** Begin Text excerpt **
And now it’s going to be a great outcome for everyone. So that’s one example I feel like we see sometimes in pitches.
And David, I feel like you particularly don’t like this where someone says, well, we’re doing X, but it’s going to let us build up our data moat or it’s going to let us build this other thing, this and and I think we’re always very skeptical when that’s part of the pitch. But I think you see it in the wild a lot more.
To be clear, this was not part of the pitch. But I agree with you there. If we if we all had a dollar for every startup that pitch us what we’re doing, but we’re going to make money on the data. Right. This is going to that’s going to be the main event that we wouldn’t actually have to invest.
We could just harvest those dollars.
One thing you said to me about your portfolio and how you’re sort of thinking of constructing this.
You talked something about like diamonds in the rough versus sort of your fairway investments. How do you how do you think about, you know, what’s in the is it fairway?
I don’t golf. I just made that up. But how do you think about what’s in the fairway versus what are the what are the more diamonds in the rough, whatever the the correct analogy is? You know, there is a.
You know, there’s there’s a typical founder profile in VC, right. There’s a whole universe of other founders, right, that don’t have that kind of background and the challenges that founder may be less good at raising money because they don’t know what the VC wants to hear.
But it doesn’t mean they aren’t building a venture scale business. I’m we are we get very involved in helping our companies raise series A. We have we have kind of productize that that form of value add and for founders who let us who want us to and it is most of them we kind of co project manage the series, a fundraise with them. We deliver to them a Google doc that is tailored to them, that has all of the the the B2B software series a lead investors and with named partners and responsibility from the bonfire team of who’s going to make that introduction.
And and and we use that as sort of the CRM through the process with those factors. Long winded way of saying, like, we’re on that, we’re on the fundraising side more often we’re onto we’re on the sell side of more often than we’re on the buy side, if you will, because our entry point into a company happens once and that company typically goes on to raise multiple follow on rounds. And so one of the things we hear about maybe these sort of less typical founders is, gosh, I’m not sure they’re building a venture scale business, which drives me nuts sometimes because it’s like, well, maybe they are building a venture scale business, but they just don’t talk about it the way that you want them to talk about it.
And some part of that is our job to help train that founder to top VC speak. Right. And avoid the the the negative triggers, if you will.
Can you go back a little bit to talk about this product position of financing? What do you how early does that start like know a lot of honestly goes into.
** End Text excerpt **
** Begin Entries shown **
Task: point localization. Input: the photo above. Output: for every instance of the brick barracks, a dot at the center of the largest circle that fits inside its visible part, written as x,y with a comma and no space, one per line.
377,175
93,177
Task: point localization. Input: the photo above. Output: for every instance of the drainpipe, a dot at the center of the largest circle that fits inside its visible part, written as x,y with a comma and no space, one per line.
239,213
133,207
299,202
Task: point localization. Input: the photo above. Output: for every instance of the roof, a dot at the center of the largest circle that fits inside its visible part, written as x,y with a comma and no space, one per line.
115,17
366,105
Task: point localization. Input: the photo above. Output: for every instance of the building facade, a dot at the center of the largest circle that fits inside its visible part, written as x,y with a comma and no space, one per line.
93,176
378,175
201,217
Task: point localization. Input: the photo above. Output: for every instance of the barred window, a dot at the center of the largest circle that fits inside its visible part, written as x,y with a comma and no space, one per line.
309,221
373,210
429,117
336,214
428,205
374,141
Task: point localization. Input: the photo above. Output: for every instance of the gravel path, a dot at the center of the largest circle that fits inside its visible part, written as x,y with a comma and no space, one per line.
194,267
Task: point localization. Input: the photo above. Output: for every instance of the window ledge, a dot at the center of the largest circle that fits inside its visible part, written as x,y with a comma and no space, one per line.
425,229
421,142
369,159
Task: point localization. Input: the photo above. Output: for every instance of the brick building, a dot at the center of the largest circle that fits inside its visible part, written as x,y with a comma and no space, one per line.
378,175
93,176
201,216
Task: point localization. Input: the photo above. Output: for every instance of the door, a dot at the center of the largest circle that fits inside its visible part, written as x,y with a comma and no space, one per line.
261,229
** End Entries shown **
## Things to do:
1. Please restate the venture capital conversation from "We could just" to "is it fairway?", swapping "fairway" for "mainstream".
2. Answer these about the venture capital conversation:
(a) What kind of document does the team deliver to founders for their Series A fundraise?
(b) Is the firm more often on the sell side or the buy side?
(c) What does the speaker say part of their job is to help train founders in?
The data above is separate from the venture capital conversation.

## Responses in order:
1.
We could just harvest those dollars.
One thing you said to me about your portfolio and how you’re sort of thinking of constructing this.
You talked something about like diamonds in the rough versus sort of your mainstream investments. How do you how do you think about, you know, what’s in the is it mainstream?

2.
(a) A Google doc tailored to each founder. It lists the B2B software Series A lead investors, with named partners and which member of the bonfire team will make each introduction.
(b) The sell side.
(c) Speaking in terms VCs want to hear while avoiding the negative triggers.